**Provided passage**
E.M. Forster opens A Passage to India with a description of the town of Chandrapore. He calls it a “low but indestructible form of life”.
If Forster had inverted the adjectives and said ‘indestructible but low’, he would have pronounced Chandrapore doomed forever to a pathetic condition. He has not done that and, so, like many puzzles in the novel, Chandrapore remains suspended between being ‘low’ and a self-destruction that never happens. Chandrapore is seriously ill but can revive, like a weakening pulse or a comatose brain. Can, but will it? Not despite but because of that image, I have long thought of Chandrapore, the novel in which it lives and its novelist with a mix of despair and faltering hope. And with total admiration.
Also, ever since I read Forster’s description of Chandrapore, I have thought it fits something that could be called Congresspore — the Indian National Congress. It fits it like a cap. And because of that reason, I have, ever since that image transposition, thought of the Congress with a mix of relentless anxiety and persistent hope. And a habituated ‘forever’ admiration. I have thought of its massive geographical presence co-extensive with India’s own subcontinental sprawl as well as of its history of great ideas, inspiring movements, galvanising proceedings as being in trouble, deep trouble, one out of which it manages to emerge if only to slide back into its crisis.
So, has the Congress got addicted to playing with risk?
The pre-independence Congress of Naoroji, Tilak, Gokhale, C.R. Das, Annie Besant, Gandhi, Subhas Bose, Patel and Nehru was in danger, at grave risk — but at the hands of the British raj. Not at its own hands. The Congress administrations post-Independence led by great leaders occupying office with sagacity and energy — Nehru, Patel, Rajaji, Sarojini Naidu and Azad in the late 1940s — were also at risk, of failure and public ire in the face of acute shortages of administrative experience and expertise and plain and simple wherewithal of governance. But again, not failure by its own doing or misdoing. Still later, the Congress led by Nehru almost single-handedly, in the 1950s and the early 1960s, though supported by regional leaders like G.B. Pant in Lucknow, B.C. Roy in Calcutta, Kamaraj in Madras, also ran risks at the hands of new regional forces and parties emerging swiftly in an anti-incumbency curve. Once again, not on account of its own follies. Leaders of epic vintage and voltage, like Jayaprakash Narayan, Acharya Kripalani, Kamaladevi Chattopadhyay, Rajaji and Prakasam, disillusioned with Nehru and the Congress’s one-leader and one-party rule (did they know what was coming after some decades?), left it in considerable danger. But the party managed to face those challenges. It was not placing risks on its own path, at least not in great number.

**Dataset**
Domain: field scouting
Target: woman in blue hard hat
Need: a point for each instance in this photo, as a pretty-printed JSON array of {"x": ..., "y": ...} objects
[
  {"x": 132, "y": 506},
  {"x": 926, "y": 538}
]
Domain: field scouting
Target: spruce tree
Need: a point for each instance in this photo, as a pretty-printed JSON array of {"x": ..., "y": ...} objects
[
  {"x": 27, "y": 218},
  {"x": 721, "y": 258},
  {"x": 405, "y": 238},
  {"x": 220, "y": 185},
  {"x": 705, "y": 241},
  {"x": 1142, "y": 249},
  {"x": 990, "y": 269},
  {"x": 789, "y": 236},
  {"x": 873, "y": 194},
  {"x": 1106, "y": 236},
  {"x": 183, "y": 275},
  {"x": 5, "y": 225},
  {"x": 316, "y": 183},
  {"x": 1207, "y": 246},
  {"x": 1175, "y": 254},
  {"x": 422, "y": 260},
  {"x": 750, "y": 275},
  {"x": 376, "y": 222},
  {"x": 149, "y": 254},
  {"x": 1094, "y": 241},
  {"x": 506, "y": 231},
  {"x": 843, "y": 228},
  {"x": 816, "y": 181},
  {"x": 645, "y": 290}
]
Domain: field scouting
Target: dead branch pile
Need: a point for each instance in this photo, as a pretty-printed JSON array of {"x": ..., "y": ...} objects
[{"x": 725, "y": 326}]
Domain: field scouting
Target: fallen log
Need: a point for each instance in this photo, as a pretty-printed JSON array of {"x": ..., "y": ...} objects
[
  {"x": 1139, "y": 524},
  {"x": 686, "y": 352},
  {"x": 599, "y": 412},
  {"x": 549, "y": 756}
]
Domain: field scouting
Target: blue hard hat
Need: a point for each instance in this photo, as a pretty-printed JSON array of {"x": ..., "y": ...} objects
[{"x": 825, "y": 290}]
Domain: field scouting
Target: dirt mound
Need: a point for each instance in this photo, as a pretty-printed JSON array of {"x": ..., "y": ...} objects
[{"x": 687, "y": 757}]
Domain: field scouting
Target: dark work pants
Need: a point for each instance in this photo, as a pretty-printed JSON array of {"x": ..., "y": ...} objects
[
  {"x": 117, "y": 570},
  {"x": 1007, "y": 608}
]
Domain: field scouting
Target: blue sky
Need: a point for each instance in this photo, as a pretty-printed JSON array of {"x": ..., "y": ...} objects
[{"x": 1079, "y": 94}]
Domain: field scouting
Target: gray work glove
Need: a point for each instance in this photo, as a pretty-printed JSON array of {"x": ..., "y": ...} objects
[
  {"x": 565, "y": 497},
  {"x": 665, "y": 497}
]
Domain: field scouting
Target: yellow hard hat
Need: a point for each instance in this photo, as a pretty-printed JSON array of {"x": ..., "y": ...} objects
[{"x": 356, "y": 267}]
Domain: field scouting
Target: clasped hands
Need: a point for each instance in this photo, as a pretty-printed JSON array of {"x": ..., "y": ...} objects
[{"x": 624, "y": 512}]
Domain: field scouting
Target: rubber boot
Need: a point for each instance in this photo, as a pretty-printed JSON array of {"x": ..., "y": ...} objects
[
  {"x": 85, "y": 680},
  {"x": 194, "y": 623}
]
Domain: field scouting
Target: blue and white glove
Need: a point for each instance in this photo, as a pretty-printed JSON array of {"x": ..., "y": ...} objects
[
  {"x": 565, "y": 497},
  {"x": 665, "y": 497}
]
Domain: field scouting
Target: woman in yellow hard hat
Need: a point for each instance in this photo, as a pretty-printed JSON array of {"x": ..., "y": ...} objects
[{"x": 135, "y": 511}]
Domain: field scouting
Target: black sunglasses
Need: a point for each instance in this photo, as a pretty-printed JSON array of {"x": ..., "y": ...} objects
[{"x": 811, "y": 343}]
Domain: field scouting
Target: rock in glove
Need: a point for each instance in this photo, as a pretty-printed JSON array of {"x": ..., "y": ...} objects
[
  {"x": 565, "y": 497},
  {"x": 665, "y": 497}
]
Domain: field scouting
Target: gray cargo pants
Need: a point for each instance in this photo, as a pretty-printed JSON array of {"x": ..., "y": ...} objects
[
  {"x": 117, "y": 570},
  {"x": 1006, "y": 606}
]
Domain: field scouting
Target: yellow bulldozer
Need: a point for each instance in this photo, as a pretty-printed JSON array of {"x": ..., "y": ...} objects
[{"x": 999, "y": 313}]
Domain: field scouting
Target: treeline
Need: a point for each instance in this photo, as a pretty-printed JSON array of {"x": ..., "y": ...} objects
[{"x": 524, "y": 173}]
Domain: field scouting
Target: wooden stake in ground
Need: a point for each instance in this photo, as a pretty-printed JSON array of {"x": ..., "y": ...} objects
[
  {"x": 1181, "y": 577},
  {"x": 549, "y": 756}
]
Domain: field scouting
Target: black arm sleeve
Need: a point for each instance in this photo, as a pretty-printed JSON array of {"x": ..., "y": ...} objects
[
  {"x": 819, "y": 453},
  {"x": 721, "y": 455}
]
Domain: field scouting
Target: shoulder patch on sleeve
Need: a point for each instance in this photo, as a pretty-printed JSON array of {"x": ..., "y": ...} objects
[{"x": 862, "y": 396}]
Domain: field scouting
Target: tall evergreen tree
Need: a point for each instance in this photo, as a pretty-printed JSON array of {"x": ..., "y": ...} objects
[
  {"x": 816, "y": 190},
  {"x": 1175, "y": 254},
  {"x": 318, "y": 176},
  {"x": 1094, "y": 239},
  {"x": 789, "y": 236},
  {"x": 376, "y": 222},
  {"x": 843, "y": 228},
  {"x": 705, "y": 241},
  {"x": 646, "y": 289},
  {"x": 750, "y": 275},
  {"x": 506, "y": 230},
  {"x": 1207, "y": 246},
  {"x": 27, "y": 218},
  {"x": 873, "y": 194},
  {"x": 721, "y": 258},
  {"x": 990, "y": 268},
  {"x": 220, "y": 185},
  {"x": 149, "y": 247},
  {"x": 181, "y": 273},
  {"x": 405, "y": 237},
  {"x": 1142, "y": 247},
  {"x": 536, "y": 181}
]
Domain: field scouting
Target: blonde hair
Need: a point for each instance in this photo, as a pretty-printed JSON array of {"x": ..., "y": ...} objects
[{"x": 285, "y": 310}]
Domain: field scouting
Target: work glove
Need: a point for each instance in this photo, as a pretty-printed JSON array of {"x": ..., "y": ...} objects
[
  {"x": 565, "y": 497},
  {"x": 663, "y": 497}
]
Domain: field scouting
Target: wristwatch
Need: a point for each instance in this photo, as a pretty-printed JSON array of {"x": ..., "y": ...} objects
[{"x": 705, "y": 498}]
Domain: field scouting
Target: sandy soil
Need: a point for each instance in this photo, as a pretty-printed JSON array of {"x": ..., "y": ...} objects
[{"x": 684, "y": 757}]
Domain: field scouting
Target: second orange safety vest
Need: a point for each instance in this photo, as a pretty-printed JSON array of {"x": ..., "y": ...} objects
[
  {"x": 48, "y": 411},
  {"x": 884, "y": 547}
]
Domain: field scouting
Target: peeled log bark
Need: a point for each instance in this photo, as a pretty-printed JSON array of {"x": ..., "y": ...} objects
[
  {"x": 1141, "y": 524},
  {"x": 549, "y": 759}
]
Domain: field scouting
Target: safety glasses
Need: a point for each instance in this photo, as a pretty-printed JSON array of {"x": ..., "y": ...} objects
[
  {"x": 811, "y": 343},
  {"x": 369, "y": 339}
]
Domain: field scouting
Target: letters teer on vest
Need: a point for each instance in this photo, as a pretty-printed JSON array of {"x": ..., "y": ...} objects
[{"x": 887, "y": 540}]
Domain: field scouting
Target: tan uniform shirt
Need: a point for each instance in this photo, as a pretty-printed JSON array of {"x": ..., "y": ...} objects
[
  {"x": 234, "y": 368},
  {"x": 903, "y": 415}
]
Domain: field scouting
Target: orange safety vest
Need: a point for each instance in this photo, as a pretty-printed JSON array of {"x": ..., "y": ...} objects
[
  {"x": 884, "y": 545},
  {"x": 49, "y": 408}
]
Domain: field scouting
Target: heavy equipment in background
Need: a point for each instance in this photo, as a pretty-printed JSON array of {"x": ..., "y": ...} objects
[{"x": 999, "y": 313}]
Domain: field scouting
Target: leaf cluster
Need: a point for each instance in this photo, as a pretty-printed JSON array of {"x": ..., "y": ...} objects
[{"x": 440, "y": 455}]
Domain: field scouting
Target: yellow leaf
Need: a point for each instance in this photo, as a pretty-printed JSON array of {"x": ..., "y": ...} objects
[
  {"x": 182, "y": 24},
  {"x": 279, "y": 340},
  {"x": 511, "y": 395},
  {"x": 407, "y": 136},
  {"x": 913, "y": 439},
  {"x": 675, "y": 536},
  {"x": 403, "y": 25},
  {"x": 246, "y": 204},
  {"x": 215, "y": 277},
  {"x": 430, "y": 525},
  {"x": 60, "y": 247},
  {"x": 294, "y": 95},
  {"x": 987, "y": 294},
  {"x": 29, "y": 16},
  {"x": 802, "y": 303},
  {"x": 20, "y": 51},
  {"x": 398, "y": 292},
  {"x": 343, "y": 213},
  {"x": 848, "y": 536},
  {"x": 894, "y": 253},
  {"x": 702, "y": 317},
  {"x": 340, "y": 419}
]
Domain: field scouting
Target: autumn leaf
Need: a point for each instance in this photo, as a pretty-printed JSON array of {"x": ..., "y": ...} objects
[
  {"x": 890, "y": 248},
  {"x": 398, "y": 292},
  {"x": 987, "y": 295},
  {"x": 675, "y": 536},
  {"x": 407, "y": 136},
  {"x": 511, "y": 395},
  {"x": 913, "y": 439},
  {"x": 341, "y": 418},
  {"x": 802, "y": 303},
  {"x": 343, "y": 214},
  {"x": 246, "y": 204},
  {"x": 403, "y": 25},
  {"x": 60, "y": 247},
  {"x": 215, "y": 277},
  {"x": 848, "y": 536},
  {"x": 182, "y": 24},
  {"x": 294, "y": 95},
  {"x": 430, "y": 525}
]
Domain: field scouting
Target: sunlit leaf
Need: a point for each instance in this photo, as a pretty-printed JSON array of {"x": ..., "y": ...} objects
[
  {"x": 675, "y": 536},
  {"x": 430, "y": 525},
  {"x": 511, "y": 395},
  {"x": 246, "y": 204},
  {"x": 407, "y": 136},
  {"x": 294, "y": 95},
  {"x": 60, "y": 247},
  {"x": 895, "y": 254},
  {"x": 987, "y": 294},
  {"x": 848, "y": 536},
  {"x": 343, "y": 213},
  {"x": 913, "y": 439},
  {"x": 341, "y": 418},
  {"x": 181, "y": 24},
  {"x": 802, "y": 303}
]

**Things to do**
1 - From the Congress essay, reproduce word for word the part that opens with the words containing "If Forster had" and closes with "with total admiration.".
2 - In the Congress essay, name every leader who is described as disillusioned with Nehru and the Congress's one-leader and one-party rule.
3 - Extend the Congress essay past its final sentence, carrying on from the point where it stops.

**Task-by-task answers**
1 -
If Forster had inverted the adjectives and said ‘indestructible but low’, he would have pronounced Chandrapore doomed forever to a pathetic condition. He has not done that and, so, like many puzzles in the novel, Chandrapore remains suspended between being ‘low’ and a self-destruction that never happens. Chandrapore is seriously ill but can revive, like a weakening pulse or a comatose brain. Can, but will it? Not despite but because of that image, I have long thought of Chandrapore, the novel in which it lives and its novelist with a mix of despair and faltering hope. And with total admiration.

2 - Jayaprakash Narayan, Acharya Kripalani, Kamaladevi Chattopadhyay, Rajaji, Prakasam

3 -
But ever since Nehru died in 1964, barring a few months of hope provided by Lal Bahadur Shastri’s tragically brief prime ministership, the Congress has been caught in a string of ‘lows’. It has been without the height of example, the depth of experience, the width of an examined vision for service to India. It has come to look and to be debilitated if in the manner of Chandrapore it is also deathless.
To be sure, sudden and sometimes spectacular revivings in elections at the national and state levels have given it spurts of status as in the prime ministerships of Nehru’s charismatic heirs, Indira and Rajiv Gandhi, and of that noble man, Manmohan Singh, but they have been compromised by events and setbacks too well-known to need recounting. The bitter fact is that for more than half a century now, the Congress has become an edifice that has seen its day, a mural that has crumbled in large part, a book that has lost its front and back.
True, the low days of the Congress have been waterboarded to stay low and sink lower by the party’s adversaries devoid of scruple. True, Herculean efforts have been and are being made by its leadership comprising the Nehru-Gandhis — Sonia Gandhi, Rahul and Priyanka Gandhi — and diligent Congressmen like the current Congress president, Mallikarjun Kharge, and Jairam Ramesh to bring it up for air. But the party’s systoles and diastoles beat ‘low’. Very low.
I say this knowing its stunning victory in the just-concluded elections to the Kerala assembly must bring it relief, as would its sideways entry into office through a post-election tie-up with the victorious C. Joseph Vijay in Tamil Nadu. Is there anything to those two events beyond the obvious success for the Congress? Alas, there is.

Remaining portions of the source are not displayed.